**PASSAGE SHOWN**:
------------------------------------
Subject: Re: Compressed filesystem (was Re: CryptoGraphic Disk.)
To: Daniel Carosone <dan@geek.com.au>
From: Todd Vierling <tv@pobox.com>
List: tech-security
Date: 10/10/2002 17:17:02
On Fri, 11 Oct 2002, Daniel Carosone wrote:

: How big is the state machine?

For gzip streams, the LZ window size (IIRC, 256 bytes for -z1 through 32KB
for -z9), plus Huffman dictionary size (data-dependent, but typically
small, <1KB I believe).  The LZ window makes gzip's state machine rather
expensive to save and restore if the compression level is anywhere above -z4
or so.

For partitioned uncompressed blocks (the other alternative), zero.  The
state machine is assumed to be empty at the partition points, so you get a
clean slate.  (The point of the compressed-block indexes is to allow seeking
in either direction very quickly in order to find the appropriate point in
the uncompressed stream.)
------------------------------------
**DATASET EXCERPT**:
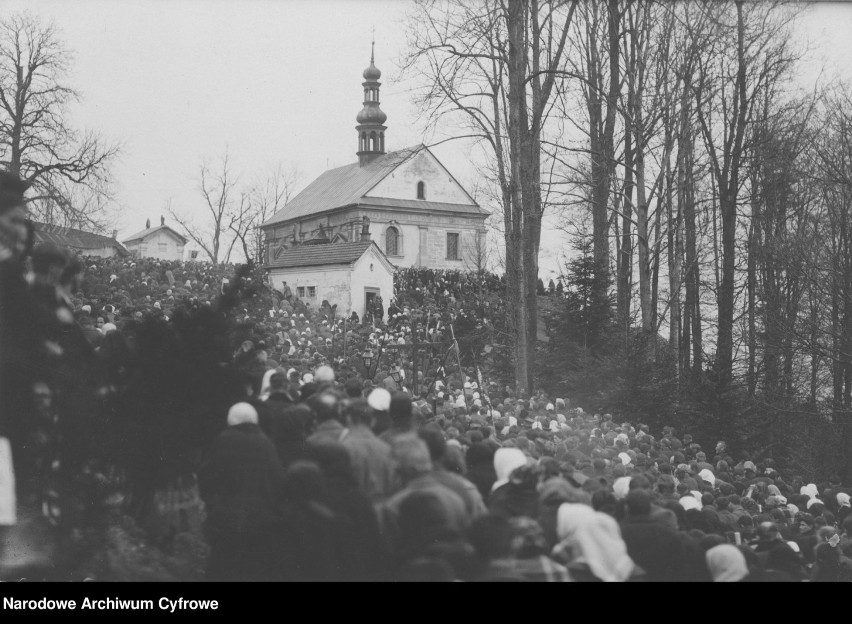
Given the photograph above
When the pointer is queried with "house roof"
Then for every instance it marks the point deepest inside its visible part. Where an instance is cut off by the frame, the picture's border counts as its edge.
------------------------------------
**TASKS FOR THIS EXERCISE**:
**A.** In the mailing-list reply on compressed filesystems, turn the paragraph beginning "For gzip streams" into a short bulleted list that keeps its main facts.
**B.** Continue the mailing-list reply on compressed filesystems after its final sentence.

**ANSWERS**:
**A.**
- The gzip state machine holds the LZ window plus the Huffman dictionary.
- The LZ window is thought to run from about 256 bytes at -z1 up to 32KB at -z9.
- The Huffman dictionary size depends on the data but is usually small, likely under 1KB.
- Because of the LZ window, saving and restoring the state gets costly at compression levels above roughly -z4.

**B.**
: You could combine the ideas, at least for read-only media prepared
: for the purpose.  Save the state machine at each of the partition
: points, rather than resetting it.  This could go in an adjunct
: helper file, so the actual files remain standard gzip format.

Note that the LZ window is simply a sliding window of the *uncompressed
data*, used for string repetition, which is what LZ compresses.  So saving
that to an adjunct file or embedded into the stream might not be
particularly useful unless it's spaced very far apart (1MB or more) -- and
in that case, you'll still want to do the in-memory stashing during a
decompress, so you can handle things like seeking forward to the 4.5MB mark
and then backwards 0.3MB efficiently.

Mind you, excessive forwards and backwards seeking may seem implausible for
everyday applications, but it's not so implausible in the case of UBC-based
accesses of pages.  8-)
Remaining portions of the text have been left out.